Copy word for word every line from the first one down to and including the line with "[[[0,459],[6,736],[1107,736],[1110,496]]]".
** BEGIN **
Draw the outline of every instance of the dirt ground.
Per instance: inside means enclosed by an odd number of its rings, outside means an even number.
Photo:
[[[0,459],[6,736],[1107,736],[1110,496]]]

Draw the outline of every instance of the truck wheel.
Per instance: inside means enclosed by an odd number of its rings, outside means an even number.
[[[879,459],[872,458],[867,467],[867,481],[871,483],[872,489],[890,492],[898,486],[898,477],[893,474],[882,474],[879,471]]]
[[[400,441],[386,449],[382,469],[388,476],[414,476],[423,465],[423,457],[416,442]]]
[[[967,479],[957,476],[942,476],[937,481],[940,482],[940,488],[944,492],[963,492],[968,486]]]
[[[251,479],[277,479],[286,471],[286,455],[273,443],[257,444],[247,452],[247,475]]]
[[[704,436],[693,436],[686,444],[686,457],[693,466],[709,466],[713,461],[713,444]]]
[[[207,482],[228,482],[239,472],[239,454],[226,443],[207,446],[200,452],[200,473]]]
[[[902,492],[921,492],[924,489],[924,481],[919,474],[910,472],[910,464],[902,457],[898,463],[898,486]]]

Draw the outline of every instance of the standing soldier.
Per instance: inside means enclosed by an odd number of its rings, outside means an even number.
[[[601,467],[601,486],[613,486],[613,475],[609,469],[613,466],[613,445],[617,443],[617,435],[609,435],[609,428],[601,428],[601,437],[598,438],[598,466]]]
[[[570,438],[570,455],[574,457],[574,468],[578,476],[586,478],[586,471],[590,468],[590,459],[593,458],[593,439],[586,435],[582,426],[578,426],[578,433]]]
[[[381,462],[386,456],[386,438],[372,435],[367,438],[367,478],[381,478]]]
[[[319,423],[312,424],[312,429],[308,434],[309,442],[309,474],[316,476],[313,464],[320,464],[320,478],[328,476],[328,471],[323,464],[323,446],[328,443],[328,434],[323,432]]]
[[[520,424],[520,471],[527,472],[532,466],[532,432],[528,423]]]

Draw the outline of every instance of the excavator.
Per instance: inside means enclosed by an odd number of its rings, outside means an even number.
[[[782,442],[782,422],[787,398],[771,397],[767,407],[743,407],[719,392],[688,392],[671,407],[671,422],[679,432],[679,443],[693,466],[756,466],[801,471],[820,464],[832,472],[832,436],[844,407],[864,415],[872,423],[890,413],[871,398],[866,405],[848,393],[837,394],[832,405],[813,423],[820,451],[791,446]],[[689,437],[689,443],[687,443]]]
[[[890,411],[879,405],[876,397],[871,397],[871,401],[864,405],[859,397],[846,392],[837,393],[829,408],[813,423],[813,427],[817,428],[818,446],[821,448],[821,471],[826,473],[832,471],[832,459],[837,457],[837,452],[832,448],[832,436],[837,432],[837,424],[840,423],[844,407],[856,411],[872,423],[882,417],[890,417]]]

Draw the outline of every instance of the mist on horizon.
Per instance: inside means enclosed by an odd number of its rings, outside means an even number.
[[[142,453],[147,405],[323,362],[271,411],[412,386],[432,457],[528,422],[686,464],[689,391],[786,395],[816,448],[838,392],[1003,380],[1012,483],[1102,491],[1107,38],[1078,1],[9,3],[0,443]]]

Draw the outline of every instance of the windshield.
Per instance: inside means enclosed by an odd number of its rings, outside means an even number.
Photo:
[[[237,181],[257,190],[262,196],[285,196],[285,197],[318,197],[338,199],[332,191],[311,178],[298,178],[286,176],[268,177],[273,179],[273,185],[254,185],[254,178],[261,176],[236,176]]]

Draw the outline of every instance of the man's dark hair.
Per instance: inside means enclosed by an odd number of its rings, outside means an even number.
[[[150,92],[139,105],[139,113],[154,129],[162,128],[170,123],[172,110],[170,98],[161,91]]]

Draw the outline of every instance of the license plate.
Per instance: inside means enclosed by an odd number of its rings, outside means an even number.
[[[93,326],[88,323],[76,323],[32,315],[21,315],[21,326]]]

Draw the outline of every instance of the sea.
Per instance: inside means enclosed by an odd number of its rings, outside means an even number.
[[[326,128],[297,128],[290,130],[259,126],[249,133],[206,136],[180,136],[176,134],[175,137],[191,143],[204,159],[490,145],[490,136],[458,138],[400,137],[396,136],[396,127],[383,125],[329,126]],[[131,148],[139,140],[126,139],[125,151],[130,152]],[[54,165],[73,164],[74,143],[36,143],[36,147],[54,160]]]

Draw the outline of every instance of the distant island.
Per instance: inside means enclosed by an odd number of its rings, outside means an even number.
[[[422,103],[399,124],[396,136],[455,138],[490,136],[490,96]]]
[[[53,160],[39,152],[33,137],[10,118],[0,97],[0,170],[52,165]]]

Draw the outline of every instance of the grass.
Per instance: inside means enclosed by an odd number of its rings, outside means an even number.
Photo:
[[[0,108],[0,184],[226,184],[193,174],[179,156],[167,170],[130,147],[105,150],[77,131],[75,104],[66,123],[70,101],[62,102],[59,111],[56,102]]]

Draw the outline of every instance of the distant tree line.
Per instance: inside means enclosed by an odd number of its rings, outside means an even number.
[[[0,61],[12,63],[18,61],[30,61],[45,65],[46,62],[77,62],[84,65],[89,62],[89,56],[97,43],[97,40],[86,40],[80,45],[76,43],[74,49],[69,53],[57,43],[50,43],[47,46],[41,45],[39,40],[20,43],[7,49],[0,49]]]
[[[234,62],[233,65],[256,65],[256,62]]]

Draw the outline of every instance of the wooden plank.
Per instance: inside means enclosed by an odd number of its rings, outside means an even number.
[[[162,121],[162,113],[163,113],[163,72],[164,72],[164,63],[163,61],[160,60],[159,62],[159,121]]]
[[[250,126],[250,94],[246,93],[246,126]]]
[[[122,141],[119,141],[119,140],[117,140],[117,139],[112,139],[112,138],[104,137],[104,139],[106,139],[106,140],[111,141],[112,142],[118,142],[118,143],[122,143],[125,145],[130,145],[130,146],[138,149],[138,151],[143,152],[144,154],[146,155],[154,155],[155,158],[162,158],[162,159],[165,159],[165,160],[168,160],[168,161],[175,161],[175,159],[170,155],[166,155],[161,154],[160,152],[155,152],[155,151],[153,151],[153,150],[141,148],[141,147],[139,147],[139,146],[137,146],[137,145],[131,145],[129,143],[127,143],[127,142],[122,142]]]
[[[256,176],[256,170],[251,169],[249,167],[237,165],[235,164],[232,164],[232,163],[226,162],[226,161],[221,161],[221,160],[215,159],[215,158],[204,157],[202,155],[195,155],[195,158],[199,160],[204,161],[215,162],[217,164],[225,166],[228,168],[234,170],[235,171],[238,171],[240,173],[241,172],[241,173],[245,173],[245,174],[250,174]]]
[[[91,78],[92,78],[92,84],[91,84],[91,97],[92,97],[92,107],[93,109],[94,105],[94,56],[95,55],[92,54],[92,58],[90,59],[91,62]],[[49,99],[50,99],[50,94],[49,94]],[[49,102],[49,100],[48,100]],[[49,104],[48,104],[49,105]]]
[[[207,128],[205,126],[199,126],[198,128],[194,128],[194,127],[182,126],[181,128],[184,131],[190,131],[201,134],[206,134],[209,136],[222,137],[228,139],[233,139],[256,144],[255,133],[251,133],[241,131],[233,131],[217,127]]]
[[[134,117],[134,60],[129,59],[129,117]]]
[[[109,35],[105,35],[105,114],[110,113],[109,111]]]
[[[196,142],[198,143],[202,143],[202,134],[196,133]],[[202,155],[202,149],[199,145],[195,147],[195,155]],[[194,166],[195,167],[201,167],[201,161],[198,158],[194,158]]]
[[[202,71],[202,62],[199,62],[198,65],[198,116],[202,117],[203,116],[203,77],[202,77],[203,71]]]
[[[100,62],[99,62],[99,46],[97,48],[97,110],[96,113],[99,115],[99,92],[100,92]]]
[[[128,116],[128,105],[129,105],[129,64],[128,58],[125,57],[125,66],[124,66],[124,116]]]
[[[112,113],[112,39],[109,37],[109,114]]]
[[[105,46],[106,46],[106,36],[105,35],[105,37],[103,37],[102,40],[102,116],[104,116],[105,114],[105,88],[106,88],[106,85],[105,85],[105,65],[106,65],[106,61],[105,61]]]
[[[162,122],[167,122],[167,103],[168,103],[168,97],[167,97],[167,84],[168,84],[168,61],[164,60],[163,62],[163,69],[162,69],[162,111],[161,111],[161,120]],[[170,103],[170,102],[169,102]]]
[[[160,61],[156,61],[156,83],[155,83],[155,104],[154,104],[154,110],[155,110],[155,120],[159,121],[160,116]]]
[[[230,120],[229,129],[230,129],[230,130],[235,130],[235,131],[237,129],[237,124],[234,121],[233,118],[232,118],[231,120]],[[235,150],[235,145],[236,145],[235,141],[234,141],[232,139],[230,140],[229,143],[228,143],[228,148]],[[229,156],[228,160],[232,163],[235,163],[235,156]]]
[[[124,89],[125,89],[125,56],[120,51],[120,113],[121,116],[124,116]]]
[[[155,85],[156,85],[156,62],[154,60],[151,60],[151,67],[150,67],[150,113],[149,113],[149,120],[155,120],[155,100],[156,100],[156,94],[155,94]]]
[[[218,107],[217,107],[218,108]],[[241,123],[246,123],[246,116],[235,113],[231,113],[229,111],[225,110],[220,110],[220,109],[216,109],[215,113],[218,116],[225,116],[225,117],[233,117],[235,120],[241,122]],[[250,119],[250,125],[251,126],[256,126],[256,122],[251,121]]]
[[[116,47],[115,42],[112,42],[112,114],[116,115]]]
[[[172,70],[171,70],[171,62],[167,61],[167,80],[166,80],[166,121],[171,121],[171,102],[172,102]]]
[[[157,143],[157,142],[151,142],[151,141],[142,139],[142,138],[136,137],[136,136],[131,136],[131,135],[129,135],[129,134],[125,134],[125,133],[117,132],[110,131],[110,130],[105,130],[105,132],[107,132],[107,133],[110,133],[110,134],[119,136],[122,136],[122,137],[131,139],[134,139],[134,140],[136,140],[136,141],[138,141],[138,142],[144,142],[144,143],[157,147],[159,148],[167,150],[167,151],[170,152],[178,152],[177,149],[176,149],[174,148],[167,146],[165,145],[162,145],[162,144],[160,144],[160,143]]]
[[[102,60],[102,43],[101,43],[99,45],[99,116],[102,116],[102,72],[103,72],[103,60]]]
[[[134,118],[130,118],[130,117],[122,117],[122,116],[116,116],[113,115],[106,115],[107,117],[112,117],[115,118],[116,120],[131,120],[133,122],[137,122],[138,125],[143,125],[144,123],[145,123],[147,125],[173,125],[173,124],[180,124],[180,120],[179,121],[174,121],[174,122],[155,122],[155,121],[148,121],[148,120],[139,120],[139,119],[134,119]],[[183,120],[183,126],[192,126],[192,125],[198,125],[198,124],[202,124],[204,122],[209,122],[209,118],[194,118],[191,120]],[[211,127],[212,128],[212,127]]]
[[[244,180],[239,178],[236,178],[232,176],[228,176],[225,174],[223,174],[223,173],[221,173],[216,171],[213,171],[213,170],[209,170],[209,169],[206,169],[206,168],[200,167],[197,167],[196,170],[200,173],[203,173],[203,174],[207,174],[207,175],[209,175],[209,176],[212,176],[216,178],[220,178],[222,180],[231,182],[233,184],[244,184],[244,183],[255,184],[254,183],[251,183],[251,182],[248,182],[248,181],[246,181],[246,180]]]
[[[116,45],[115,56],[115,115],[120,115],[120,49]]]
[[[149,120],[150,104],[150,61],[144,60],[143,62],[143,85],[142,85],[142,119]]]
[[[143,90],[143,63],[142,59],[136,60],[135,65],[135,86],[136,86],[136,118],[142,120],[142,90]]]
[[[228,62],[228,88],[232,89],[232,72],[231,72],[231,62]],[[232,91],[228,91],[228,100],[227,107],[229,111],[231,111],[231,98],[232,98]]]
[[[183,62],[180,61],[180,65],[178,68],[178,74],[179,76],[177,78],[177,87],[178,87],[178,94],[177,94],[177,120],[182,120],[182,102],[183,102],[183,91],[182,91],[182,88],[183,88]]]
** END **
▸ **Answer**
Draw the outline of every instance of the dirt ground.
Per instance: inside means enclosed by an odd number of its rings, outside means an even number.
Photo:
[[[0,459],[6,736],[1107,736],[1110,496]]]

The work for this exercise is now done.